**Instructions for the task:**
Put the lines from the one containing "Could you kindly segment every instance of the sky?" through the one containing "498 219 L 730", both included, into a JSON list of strings with one string per line, leaving out any blank lines.

**Material:**

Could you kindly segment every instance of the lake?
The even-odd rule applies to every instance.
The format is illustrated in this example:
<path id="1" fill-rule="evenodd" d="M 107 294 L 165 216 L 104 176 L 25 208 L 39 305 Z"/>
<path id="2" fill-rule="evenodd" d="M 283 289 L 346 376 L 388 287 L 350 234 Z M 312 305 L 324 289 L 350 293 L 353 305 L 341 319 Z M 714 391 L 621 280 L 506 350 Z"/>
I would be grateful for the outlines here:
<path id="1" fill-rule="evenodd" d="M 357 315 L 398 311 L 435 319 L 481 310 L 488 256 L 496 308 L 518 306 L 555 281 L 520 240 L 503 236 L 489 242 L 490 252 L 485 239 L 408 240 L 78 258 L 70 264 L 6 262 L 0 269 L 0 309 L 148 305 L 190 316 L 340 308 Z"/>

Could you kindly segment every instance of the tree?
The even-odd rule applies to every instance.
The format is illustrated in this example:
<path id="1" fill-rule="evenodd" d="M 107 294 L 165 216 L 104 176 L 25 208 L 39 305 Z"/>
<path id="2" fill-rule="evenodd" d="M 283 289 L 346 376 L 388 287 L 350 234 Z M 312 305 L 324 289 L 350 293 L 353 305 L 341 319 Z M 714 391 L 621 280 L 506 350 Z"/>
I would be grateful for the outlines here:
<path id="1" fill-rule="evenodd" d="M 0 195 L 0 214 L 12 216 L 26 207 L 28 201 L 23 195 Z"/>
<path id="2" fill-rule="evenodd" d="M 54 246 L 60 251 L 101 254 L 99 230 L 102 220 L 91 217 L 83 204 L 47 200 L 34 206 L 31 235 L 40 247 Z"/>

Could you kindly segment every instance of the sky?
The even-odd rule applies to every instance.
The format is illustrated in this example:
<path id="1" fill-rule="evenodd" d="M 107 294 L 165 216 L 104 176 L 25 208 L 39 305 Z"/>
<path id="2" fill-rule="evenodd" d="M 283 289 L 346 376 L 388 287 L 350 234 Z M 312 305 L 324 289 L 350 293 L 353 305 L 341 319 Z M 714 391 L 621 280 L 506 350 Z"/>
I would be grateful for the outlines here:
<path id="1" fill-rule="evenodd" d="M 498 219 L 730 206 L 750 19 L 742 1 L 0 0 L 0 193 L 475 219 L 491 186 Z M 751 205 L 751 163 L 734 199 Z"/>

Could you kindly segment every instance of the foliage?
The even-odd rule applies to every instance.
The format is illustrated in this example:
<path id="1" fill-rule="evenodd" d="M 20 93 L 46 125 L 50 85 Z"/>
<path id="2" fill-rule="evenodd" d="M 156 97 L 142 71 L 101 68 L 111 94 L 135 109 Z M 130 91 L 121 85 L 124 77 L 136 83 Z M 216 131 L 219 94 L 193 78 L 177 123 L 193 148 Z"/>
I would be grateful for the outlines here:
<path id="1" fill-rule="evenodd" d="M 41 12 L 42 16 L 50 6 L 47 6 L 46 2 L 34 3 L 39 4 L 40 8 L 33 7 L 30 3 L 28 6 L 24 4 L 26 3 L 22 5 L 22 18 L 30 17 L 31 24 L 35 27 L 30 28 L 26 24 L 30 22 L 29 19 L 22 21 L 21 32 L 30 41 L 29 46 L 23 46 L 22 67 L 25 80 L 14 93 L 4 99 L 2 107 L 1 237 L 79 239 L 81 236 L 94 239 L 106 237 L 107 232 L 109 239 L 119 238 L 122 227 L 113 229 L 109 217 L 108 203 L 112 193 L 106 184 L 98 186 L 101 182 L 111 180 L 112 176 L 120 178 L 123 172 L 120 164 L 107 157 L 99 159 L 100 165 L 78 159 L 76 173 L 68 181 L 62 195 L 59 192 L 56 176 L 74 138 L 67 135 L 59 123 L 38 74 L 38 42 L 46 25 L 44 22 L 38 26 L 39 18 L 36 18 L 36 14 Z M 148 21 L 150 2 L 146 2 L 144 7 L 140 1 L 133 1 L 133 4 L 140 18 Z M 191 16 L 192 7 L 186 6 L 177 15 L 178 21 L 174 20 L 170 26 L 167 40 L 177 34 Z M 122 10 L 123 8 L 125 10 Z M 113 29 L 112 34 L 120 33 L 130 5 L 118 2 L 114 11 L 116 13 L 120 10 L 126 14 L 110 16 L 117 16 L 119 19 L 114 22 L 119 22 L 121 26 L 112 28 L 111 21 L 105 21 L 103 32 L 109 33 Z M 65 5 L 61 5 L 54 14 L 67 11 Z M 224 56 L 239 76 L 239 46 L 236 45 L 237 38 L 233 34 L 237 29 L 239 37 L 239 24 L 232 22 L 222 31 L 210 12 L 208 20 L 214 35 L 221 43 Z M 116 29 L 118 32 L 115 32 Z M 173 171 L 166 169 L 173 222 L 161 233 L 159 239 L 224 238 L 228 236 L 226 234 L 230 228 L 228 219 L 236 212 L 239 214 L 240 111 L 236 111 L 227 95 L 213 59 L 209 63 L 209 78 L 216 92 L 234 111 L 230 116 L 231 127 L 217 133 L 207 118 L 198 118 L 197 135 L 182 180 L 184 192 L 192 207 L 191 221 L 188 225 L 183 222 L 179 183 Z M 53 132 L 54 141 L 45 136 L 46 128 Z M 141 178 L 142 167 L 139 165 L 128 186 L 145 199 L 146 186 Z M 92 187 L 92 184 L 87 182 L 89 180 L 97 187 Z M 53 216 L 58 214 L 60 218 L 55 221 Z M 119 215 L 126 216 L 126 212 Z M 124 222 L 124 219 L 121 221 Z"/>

---

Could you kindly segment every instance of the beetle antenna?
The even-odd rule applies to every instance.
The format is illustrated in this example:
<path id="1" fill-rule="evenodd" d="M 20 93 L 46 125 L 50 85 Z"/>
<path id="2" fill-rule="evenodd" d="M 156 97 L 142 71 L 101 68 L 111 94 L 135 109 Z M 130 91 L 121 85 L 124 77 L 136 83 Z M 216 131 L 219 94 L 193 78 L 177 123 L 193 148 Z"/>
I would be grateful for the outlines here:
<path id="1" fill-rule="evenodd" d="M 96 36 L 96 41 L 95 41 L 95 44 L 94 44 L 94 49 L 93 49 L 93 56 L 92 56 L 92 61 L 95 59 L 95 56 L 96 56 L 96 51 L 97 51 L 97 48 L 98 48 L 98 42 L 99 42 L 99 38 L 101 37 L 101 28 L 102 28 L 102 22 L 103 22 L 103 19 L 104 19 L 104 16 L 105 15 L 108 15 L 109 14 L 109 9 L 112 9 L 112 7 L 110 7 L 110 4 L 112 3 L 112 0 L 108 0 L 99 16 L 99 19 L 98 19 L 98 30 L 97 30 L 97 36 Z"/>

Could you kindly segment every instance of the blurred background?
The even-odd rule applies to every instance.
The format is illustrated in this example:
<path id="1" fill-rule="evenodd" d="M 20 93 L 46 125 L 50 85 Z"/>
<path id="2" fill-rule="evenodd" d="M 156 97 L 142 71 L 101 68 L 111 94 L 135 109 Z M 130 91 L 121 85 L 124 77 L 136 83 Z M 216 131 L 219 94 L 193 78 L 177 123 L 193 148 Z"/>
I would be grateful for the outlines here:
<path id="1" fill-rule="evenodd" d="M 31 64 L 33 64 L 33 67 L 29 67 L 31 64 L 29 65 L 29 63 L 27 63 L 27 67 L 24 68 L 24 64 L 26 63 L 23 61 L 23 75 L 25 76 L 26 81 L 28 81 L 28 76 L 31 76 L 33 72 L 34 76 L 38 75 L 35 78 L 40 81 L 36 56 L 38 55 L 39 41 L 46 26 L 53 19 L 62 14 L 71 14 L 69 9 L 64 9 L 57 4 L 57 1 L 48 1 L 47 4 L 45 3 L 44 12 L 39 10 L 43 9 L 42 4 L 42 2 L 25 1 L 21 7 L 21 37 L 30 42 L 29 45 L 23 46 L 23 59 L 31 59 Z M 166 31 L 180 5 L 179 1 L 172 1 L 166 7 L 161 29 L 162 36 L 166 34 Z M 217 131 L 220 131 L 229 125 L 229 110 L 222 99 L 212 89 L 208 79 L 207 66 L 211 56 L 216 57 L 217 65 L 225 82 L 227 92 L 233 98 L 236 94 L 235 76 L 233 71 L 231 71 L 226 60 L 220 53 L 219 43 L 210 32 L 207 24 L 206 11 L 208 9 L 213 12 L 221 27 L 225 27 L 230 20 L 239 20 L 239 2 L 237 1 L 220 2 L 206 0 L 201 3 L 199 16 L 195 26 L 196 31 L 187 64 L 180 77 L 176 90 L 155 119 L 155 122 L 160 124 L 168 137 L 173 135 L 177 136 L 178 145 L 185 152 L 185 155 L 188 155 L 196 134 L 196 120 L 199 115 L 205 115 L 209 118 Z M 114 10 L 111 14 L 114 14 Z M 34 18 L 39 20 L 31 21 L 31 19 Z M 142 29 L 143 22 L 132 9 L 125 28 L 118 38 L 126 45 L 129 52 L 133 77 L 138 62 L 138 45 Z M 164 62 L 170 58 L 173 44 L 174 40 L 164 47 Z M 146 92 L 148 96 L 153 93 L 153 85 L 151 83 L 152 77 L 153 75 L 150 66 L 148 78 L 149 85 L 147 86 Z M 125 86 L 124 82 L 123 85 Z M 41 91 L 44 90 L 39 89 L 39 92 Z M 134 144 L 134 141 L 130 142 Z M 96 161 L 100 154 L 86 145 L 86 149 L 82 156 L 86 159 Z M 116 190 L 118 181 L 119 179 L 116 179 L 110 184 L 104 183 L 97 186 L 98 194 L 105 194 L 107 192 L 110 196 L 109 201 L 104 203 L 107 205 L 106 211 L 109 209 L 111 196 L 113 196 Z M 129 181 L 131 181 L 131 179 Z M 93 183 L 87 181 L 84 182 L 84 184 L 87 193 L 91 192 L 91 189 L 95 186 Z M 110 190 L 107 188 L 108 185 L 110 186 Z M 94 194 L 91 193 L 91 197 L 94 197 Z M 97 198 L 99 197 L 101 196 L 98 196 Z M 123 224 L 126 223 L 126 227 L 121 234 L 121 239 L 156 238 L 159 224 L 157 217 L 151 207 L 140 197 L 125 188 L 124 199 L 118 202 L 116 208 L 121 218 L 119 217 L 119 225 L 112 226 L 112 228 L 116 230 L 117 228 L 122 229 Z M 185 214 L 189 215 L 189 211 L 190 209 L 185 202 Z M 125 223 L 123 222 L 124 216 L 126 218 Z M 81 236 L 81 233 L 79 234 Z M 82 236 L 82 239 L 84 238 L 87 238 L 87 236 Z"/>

**Worked solution:**
[
  "Could you kindly segment every instance of the sky?",
  "The even-odd rule applies to every instance.",
  "The format is illustrated in this example:",
  "<path id=\"1\" fill-rule=\"evenodd\" d=\"M 107 294 L 165 216 L 104 176 L 25 208 L 39 305 Z\"/>",
  "<path id=\"2\" fill-rule=\"evenodd\" d=\"M 283 289 L 346 376 L 388 287 L 350 234 Z M 312 305 L 324 289 L 350 293 L 353 305 L 341 319 Z M 714 391 L 621 280 L 506 350 Z\"/>",
  "I would be grateful for the outlines here:",
  "<path id=\"1\" fill-rule=\"evenodd\" d=\"M 498 219 L 730 206 L 750 19 L 742 1 L 0 0 L 0 193 L 475 219 L 491 186 Z M 751 205 L 751 163 L 734 199 Z\"/>"
]